Passage:

I have been looking online for a simple, REAL, tool set for young
kids. I had one when I was a kid (30 years ago) that came in a simple
wooden box, with a small-sized hammer, saw, screwdrivers, etc. but I
cannot find one like that anywhere.
I have 3 young boys that are ready to do some workshop intro
'projects' that will keep them busy while I work. I just don't want to
lose all my tools at the same time!
Thanks for the input!
My opinion is that many of those "kids" tool sets are crappy garbage. If
they are old enough to be in the shop many of the smaller "normal" tools
(tack hammer, coping saws, real screwdrivers etc.) would be a better choice.
You can buy this sort of stuff at garage sales or elsewhere for pretty
reasonable prices and you can borrow them back from the kids when you need
it. I also have three young boys and they can use whatever they want as long
as they put it back. I have to supervise some of what they do, but how else
are they going to learn? They generally prefer hand tools over power tools
with the exception of the cordless drill which they use with a carbide bit
to drill rocks with.
Anyway, my point is that to teach them to respect and care for good tools,
the best thing to do is to show them how and let them use them.
-j "no, they don't get to use the welding torch"
Better yet, let them make it, or at least help. My 2.5-year-old son can
sink finish nails, and he completely nailed together a birdhouse we
< drive-by gloat ;) >
Good advice, IMO. And put decent quality tools in it. If the kids learn at
a young age to use a quality tool the right way it will be an education for
Depending on age, an 8 or 12 ounce hammer
Flat blade, #1, #2 Phillips screwdrivers
8" adjustable wrench
Slip joint pliers.
I made up toolboxes for my nephews, 8 y.o. twins, with old 220s,
short saws, small hammers, sharpening stones, bevel guages, try
squares, compasses, spring clamps, scribes, pencils, levels and
chalk lines. Mostly antiques that I'd refurbished. The didn't
cost more than I'd expect to pay for new, "pretend", toolsets, and
they were all good quality tools. Look around, you can probably
find what you need to set him up and do a better job than the
Dave in Fairfax
Lee Valley has some "kids" tools, which are grownup tools that are
small-sized. They have an 8 oz hammer that I cut the handle down on for
my very little (4 & 2) boys. They also sell stuff like kids' work
gloves and a kid-sized mallet. They used to sell kids' hearing
protection which has sadly vanished - anyone know another source for
these? I don't do anything *really* noisy while they're around (even if
they're wearing 'em) but it's great to get them in the habit, young.

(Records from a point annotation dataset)
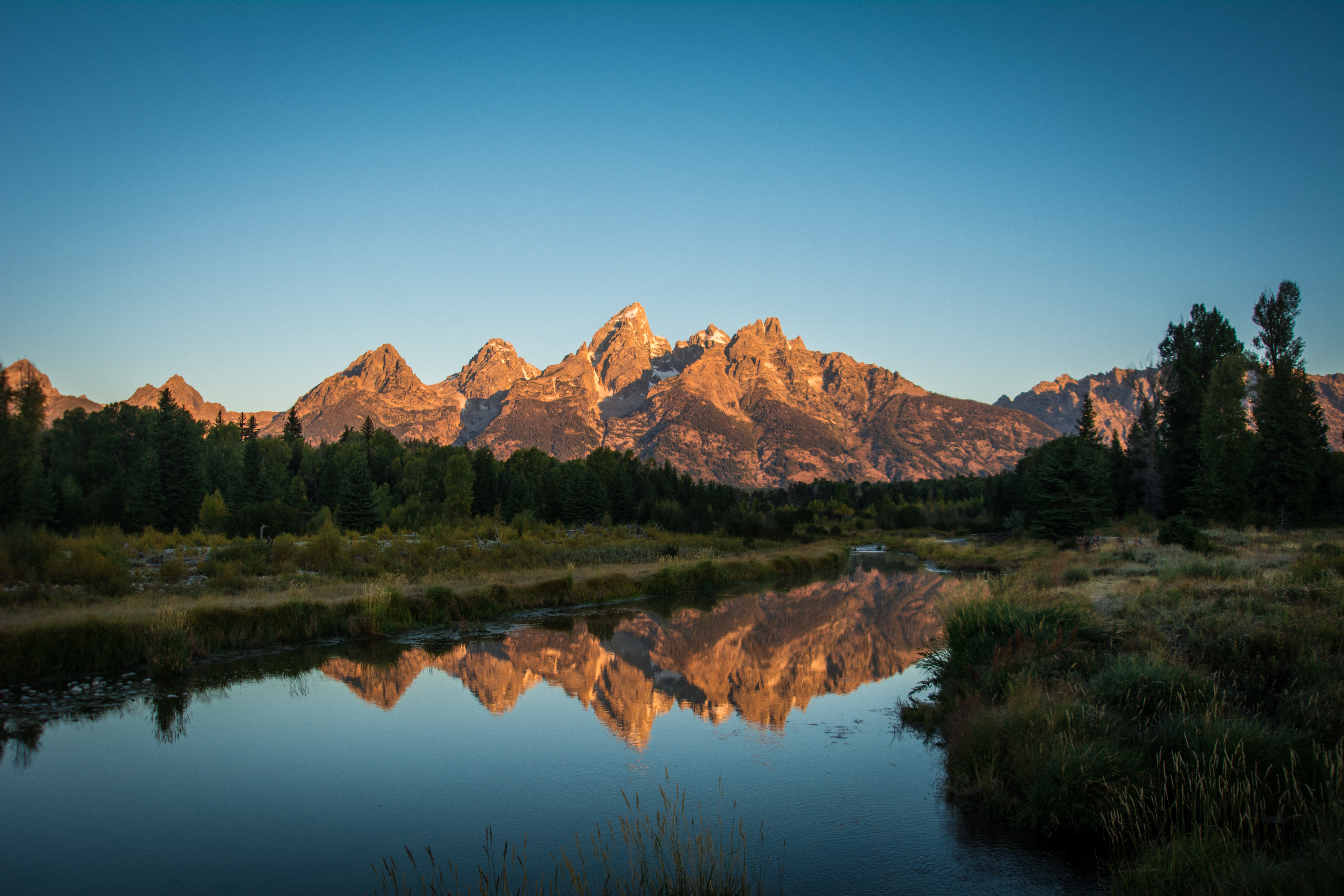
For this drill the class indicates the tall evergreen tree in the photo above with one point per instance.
(294, 436)
(1066, 487)
(255, 485)
(1088, 431)
(1122, 475)
(22, 472)
(1291, 447)
(1190, 353)
(181, 454)
(459, 481)
(294, 431)
(1226, 443)
(486, 491)
(358, 504)
(1143, 453)
(518, 496)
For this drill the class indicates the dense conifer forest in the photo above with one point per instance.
(1195, 452)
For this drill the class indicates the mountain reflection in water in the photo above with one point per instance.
(759, 656)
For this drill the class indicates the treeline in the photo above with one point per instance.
(157, 467)
(1194, 449)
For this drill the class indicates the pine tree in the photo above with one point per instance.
(255, 485)
(1122, 475)
(459, 479)
(624, 506)
(40, 500)
(181, 454)
(1291, 445)
(1190, 354)
(518, 496)
(22, 472)
(294, 436)
(358, 504)
(486, 492)
(1226, 443)
(1088, 422)
(1147, 491)
(294, 432)
(1066, 488)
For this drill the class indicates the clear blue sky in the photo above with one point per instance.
(979, 197)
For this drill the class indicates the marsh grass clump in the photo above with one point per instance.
(1195, 726)
(671, 851)
(173, 571)
(169, 643)
(1077, 575)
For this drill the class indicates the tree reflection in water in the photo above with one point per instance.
(757, 656)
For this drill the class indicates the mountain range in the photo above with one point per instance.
(753, 409)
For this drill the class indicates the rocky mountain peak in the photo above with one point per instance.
(183, 393)
(494, 369)
(708, 338)
(24, 371)
(624, 349)
(382, 370)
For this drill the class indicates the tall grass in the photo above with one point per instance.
(674, 851)
(1198, 730)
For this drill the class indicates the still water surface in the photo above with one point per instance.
(290, 773)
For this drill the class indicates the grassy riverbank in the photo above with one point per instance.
(1186, 710)
(248, 594)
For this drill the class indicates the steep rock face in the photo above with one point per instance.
(1116, 398)
(564, 409)
(761, 410)
(1118, 394)
(189, 398)
(1330, 394)
(24, 371)
(759, 657)
(378, 385)
(480, 388)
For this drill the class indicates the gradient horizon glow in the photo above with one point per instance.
(979, 197)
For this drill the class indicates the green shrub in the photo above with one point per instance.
(173, 571)
(1076, 575)
(1139, 687)
(1179, 530)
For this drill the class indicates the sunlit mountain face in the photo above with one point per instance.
(757, 657)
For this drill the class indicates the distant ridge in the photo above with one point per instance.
(751, 409)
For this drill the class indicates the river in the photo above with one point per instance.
(292, 772)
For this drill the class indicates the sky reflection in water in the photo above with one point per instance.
(264, 776)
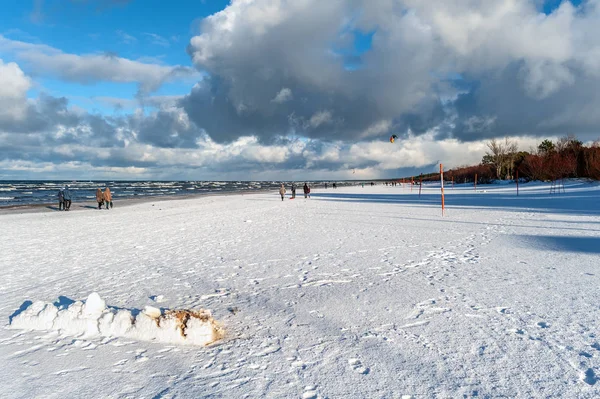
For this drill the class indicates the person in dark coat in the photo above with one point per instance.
(306, 190)
(61, 200)
(67, 197)
(100, 198)
(282, 191)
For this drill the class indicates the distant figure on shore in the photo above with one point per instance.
(99, 198)
(306, 190)
(108, 197)
(282, 191)
(67, 198)
(61, 200)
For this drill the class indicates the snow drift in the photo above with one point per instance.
(93, 318)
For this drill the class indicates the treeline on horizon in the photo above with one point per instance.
(550, 161)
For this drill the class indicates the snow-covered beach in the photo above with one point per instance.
(353, 293)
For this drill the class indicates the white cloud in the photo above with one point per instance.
(158, 40)
(320, 118)
(48, 61)
(126, 38)
(284, 95)
(13, 91)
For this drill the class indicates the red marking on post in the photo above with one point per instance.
(442, 182)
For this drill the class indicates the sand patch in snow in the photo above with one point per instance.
(94, 318)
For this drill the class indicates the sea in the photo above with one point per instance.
(30, 192)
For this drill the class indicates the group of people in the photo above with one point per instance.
(64, 199)
(306, 190)
(104, 198)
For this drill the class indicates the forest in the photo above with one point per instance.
(549, 161)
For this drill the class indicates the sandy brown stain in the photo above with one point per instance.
(183, 316)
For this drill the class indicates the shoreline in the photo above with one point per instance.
(122, 202)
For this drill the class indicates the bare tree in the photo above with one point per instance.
(501, 156)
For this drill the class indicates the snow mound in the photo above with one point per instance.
(94, 318)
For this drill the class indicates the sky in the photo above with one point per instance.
(287, 90)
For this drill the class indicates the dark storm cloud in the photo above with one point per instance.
(254, 51)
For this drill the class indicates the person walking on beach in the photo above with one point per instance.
(306, 190)
(61, 200)
(282, 191)
(67, 198)
(99, 198)
(108, 197)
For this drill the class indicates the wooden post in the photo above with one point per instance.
(442, 182)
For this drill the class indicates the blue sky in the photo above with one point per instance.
(129, 30)
(270, 88)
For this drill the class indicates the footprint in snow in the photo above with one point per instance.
(543, 324)
(590, 377)
(357, 366)
(310, 392)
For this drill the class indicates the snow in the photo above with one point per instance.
(355, 293)
(94, 318)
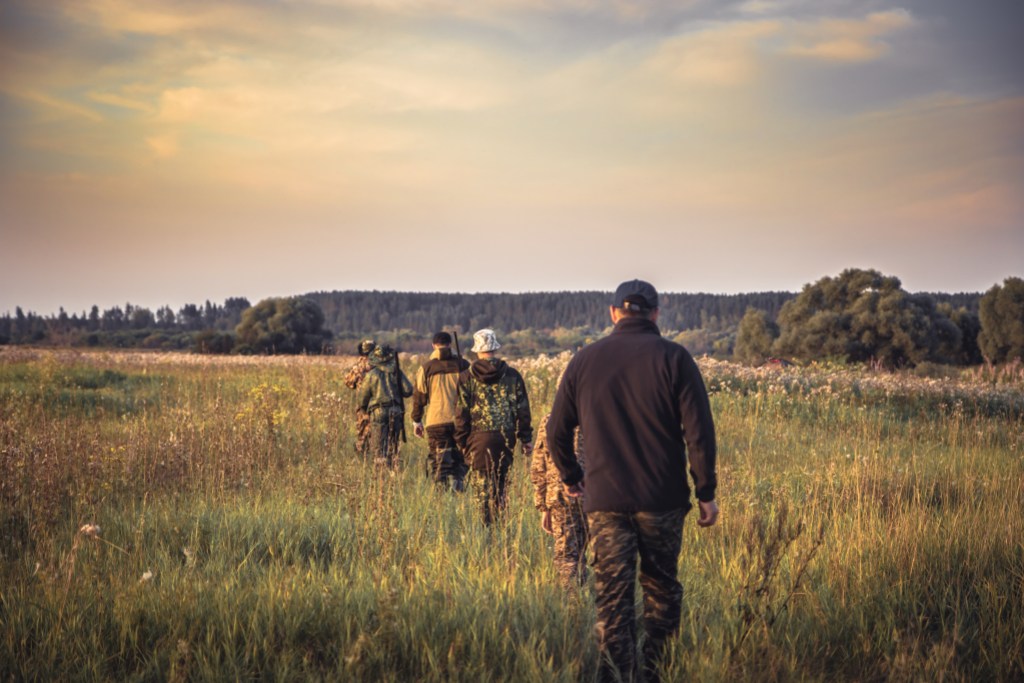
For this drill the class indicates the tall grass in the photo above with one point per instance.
(871, 529)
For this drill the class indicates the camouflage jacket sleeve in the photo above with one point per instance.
(355, 374)
(539, 469)
(462, 415)
(407, 386)
(367, 390)
(524, 430)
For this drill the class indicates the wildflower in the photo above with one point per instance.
(91, 530)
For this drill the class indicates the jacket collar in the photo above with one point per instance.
(634, 326)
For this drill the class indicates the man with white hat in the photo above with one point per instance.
(494, 415)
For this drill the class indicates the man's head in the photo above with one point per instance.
(634, 298)
(381, 354)
(485, 343)
(442, 340)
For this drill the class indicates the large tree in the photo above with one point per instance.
(864, 315)
(1001, 316)
(292, 325)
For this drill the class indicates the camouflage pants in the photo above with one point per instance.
(445, 466)
(568, 525)
(361, 432)
(619, 538)
(385, 435)
(491, 459)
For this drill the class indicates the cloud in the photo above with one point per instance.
(164, 146)
(847, 40)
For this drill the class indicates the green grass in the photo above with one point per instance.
(870, 529)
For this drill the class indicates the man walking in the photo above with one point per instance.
(561, 514)
(353, 378)
(435, 398)
(383, 398)
(642, 403)
(494, 414)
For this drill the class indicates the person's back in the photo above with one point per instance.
(494, 416)
(435, 395)
(382, 396)
(635, 394)
(435, 401)
(642, 403)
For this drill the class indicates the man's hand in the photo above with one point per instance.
(709, 513)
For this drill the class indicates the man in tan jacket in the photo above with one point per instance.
(435, 397)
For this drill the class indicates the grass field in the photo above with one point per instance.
(871, 529)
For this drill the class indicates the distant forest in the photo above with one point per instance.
(531, 322)
(349, 313)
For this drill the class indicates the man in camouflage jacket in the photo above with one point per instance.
(383, 398)
(561, 514)
(352, 379)
(494, 415)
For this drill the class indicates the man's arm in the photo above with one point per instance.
(539, 469)
(561, 430)
(419, 396)
(367, 390)
(462, 414)
(524, 428)
(698, 430)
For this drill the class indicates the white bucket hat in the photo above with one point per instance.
(484, 340)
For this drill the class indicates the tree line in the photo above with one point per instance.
(858, 315)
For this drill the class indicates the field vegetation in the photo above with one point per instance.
(180, 517)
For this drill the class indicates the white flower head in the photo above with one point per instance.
(91, 530)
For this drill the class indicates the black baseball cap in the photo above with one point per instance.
(635, 295)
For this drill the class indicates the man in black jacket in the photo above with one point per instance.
(641, 400)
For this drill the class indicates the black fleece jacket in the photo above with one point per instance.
(642, 403)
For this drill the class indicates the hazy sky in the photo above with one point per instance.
(172, 152)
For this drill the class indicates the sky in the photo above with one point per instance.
(173, 152)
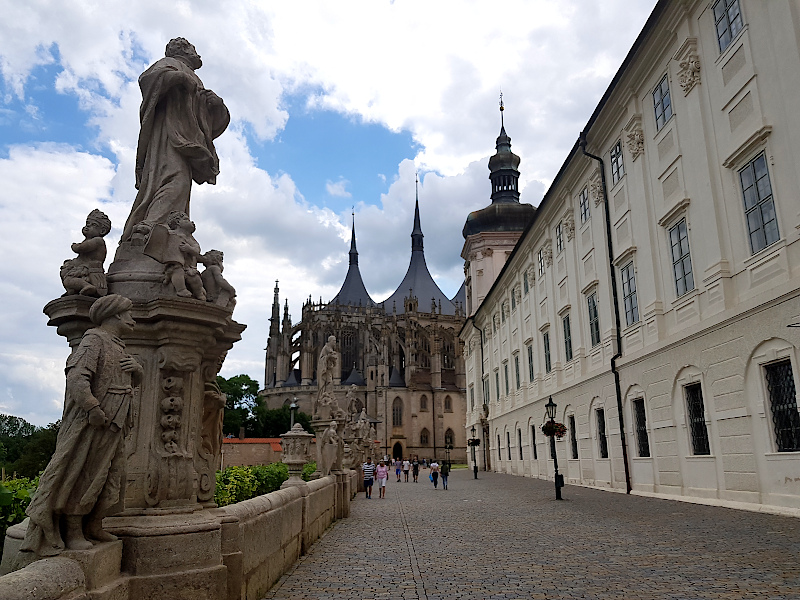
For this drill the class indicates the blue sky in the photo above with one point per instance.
(333, 105)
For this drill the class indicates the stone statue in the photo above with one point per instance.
(179, 121)
(179, 251)
(82, 482)
(218, 290)
(326, 406)
(84, 275)
(331, 444)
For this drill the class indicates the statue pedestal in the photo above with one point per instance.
(171, 546)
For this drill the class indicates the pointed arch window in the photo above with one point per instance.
(397, 412)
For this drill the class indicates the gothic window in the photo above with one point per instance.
(759, 207)
(397, 413)
(594, 318)
(640, 422)
(449, 438)
(601, 432)
(661, 103)
(629, 294)
(697, 419)
(546, 342)
(728, 21)
(783, 404)
(583, 200)
(567, 338)
(573, 437)
(424, 437)
(617, 167)
(681, 260)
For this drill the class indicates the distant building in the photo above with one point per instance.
(650, 294)
(403, 356)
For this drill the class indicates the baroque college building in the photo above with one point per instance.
(651, 293)
(402, 355)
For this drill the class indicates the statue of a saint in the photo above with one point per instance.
(179, 121)
(82, 482)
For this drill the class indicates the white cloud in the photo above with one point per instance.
(338, 188)
(434, 69)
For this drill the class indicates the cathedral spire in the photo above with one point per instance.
(353, 250)
(416, 233)
(503, 166)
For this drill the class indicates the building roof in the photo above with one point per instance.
(275, 443)
(418, 281)
(353, 291)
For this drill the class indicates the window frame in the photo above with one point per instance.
(548, 361)
(594, 319)
(662, 103)
(629, 298)
(617, 163)
(729, 25)
(757, 208)
(567, 327)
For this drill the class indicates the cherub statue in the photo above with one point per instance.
(83, 481)
(179, 251)
(218, 290)
(84, 275)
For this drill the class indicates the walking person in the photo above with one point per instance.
(445, 471)
(382, 474)
(369, 474)
(435, 474)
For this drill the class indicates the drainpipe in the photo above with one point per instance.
(483, 389)
(613, 273)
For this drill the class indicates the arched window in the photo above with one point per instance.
(397, 413)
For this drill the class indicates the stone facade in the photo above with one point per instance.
(705, 268)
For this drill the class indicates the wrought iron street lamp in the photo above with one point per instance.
(473, 441)
(550, 411)
(293, 411)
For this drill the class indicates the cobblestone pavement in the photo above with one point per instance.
(505, 537)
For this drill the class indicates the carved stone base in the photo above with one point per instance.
(172, 556)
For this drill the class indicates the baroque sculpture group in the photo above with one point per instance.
(150, 402)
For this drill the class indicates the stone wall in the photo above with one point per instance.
(260, 539)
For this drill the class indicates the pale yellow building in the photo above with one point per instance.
(674, 261)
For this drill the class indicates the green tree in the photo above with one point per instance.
(242, 401)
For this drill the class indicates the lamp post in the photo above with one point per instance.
(474, 442)
(550, 409)
(293, 411)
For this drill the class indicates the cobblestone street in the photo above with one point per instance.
(505, 537)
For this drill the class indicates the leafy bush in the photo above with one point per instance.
(15, 495)
(236, 484)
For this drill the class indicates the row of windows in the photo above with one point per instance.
(782, 403)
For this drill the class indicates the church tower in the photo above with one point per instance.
(491, 233)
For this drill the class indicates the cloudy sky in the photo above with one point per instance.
(334, 105)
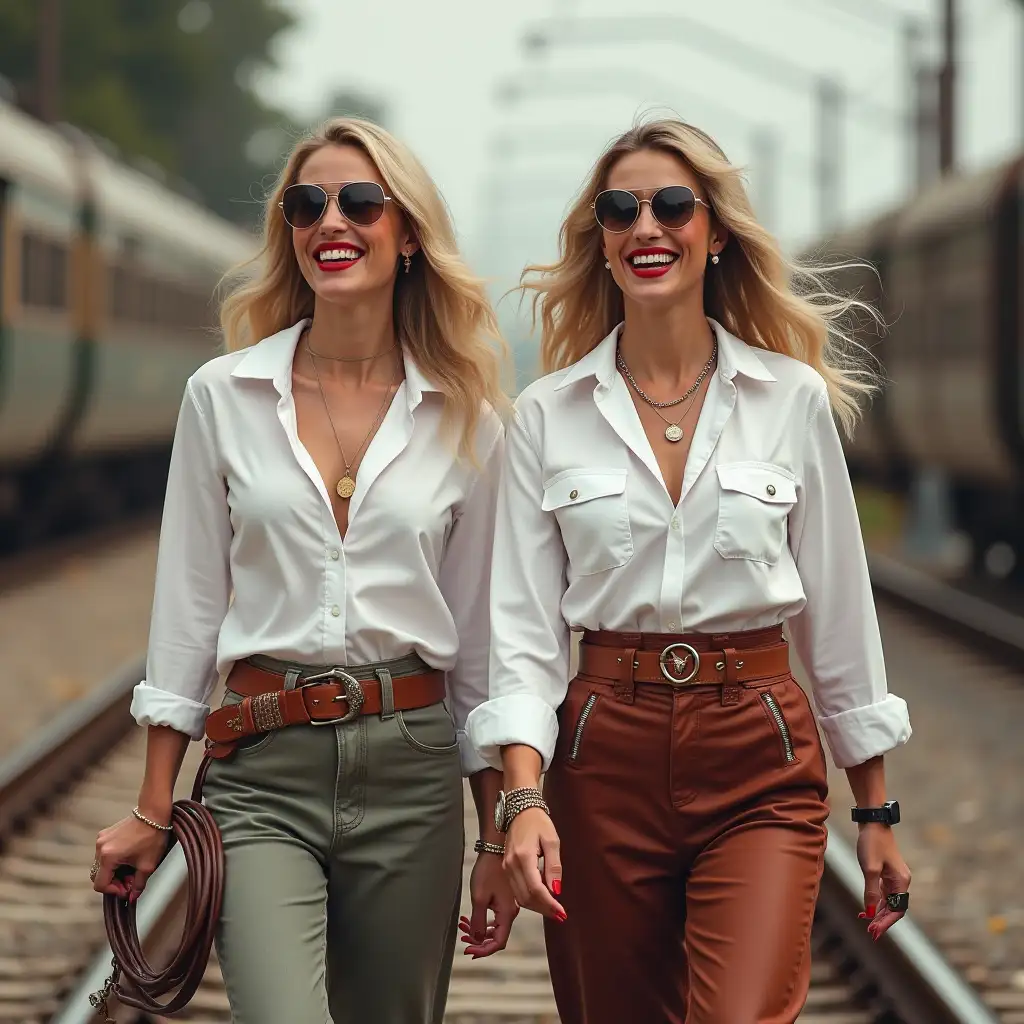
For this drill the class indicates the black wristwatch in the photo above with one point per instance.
(887, 814)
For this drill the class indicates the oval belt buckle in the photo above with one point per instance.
(671, 663)
(353, 694)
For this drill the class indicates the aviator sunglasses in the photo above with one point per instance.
(359, 202)
(672, 206)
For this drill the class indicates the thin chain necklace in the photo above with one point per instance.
(350, 358)
(673, 432)
(345, 487)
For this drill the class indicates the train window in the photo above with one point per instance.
(44, 272)
(139, 299)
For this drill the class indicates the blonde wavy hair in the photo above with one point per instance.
(442, 315)
(754, 292)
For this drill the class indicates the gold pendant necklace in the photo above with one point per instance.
(345, 487)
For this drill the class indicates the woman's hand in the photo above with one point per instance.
(530, 837)
(132, 849)
(885, 872)
(489, 890)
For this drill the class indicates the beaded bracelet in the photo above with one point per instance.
(482, 847)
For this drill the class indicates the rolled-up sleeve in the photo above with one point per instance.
(837, 633)
(465, 581)
(529, 640)
(193, 583)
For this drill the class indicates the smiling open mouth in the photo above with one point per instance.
(334, 258)
(650, 263)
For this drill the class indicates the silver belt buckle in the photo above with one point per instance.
(353, 694)
(673, 665)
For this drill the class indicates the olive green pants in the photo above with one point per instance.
(343, 849)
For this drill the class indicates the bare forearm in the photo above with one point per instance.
(484, 785)
(867, 781)
(522, 767)
(165, 751)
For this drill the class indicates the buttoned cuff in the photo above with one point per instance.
(861, 733)
(152, 706)
(518, 718)
(471, 761)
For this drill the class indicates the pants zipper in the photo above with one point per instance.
(581, 725)
(776, 713)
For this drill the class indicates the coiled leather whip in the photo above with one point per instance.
(134, 981)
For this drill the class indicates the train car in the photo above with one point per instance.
(107, 285)
(954, 353)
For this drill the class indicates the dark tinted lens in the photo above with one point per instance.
(615, 209)
(303, 205)
(673, 206)
(361, 202)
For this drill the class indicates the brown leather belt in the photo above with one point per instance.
(322, 698)
(684, 659)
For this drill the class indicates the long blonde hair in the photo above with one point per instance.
(441, 312)
(754, 292)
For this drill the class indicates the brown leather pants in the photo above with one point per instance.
(692, 836)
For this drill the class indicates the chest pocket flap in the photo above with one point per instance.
(754, 506)
(591, 508)
(577, 485)
(767, 483)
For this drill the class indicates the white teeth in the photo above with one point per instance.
(335, 254)
(652, 258)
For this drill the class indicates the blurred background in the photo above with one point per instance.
(137, 140)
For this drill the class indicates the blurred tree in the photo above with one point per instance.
(170, 81)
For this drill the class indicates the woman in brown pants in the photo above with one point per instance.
(676, 491)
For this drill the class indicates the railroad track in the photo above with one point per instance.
(82, 772)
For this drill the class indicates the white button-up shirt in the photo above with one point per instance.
(246, 510)
(766, 530)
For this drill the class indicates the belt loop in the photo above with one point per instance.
(624, 688)
(730, 687)
(387, 693)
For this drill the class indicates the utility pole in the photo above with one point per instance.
(48, 60)
(947, 90)
(829, 152)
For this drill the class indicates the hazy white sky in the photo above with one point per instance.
(437, 66)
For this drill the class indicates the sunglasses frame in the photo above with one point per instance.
(337, 200)
(649, 202)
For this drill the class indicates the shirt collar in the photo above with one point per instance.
(271, 359)
(733, 356)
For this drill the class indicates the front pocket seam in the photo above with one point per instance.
(419, 745)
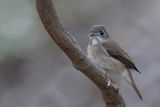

Written instruction 1: In the discussion about tools for children, why does one participant prefer smaller "normal" tools to the tool sets sold for children? Answer in one to three sentences.
Written instruction 2: Resume the discussion about tools for children from the point at which it stops.

Output 1: That participant considers many tool sets sold for children to be "crappy garbage." Smaller normal tools, such as tack hammers, coping saws and real screwdrivers, are a better choice for children old enough to be in the shop. They can be bought cheaply at garage sales, and the parent can borrow them back when needed.

Output 2:
They also have a "small saw" not linked off their children's page
(anymore) that's probably a good size for little people. Some of those
tools and a screwdriver set is probably a good start for anyone under
six. Once they get a little older, a set of butt chisels and some small
planes would probably be well received. I'm planning on getting my
eldest a saw and some screwdrivers for Christmas; then maybe he and I
can make a toolbox with them.
i use foam earplugs, they can be found in NRR of 30 or so and if they
are too big to be comfortable for your kids they can be cut down.
(and if you forget them in pants pockets they come out of the washer
PS - also think about a brace & bit or egg-beater drill. You can
probably pick one up cheap, and your kids will love it. The only thing
my eldest son asked for for Christmas last year was an egg-beater drill. :)
They carry some at the Toys R Us store here in town. They're Homer tools in
orange boxes , as in the Orange Borge brand. They have small tool kits as
well as project kits. I picked one up for my "tomboy" last Xmas and she
didn't break any of the tools.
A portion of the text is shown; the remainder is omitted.